**Raw data:**
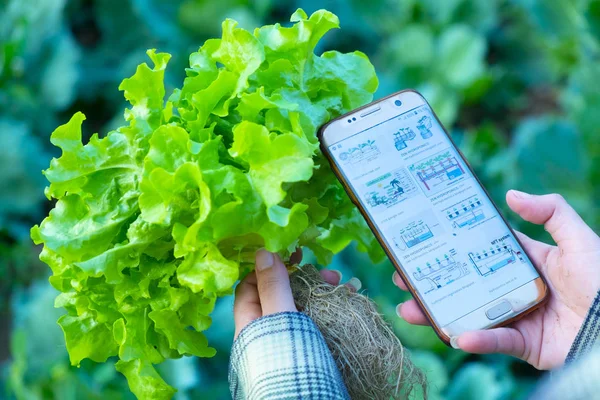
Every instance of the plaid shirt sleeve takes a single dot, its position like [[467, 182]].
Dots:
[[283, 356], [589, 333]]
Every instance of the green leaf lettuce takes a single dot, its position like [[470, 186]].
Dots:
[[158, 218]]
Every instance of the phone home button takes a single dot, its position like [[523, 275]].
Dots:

**What you have to do:**
Write out all of the material above verbatim, every line in its original order, omitting the pictures.

**Solution below:**
Every instance of the plaid shirt sleeve takes a single dot, its position like [[467, 182]].
Dots:
[[283, 356], [589, 333]]
Every instance of the green leaf lettuce takes a single dot, its position like [[470, 186]].
Dots:
[[158, 218]]
Every instance of the phone home button takes a single dot, its position like [[523, 275]].
Dots:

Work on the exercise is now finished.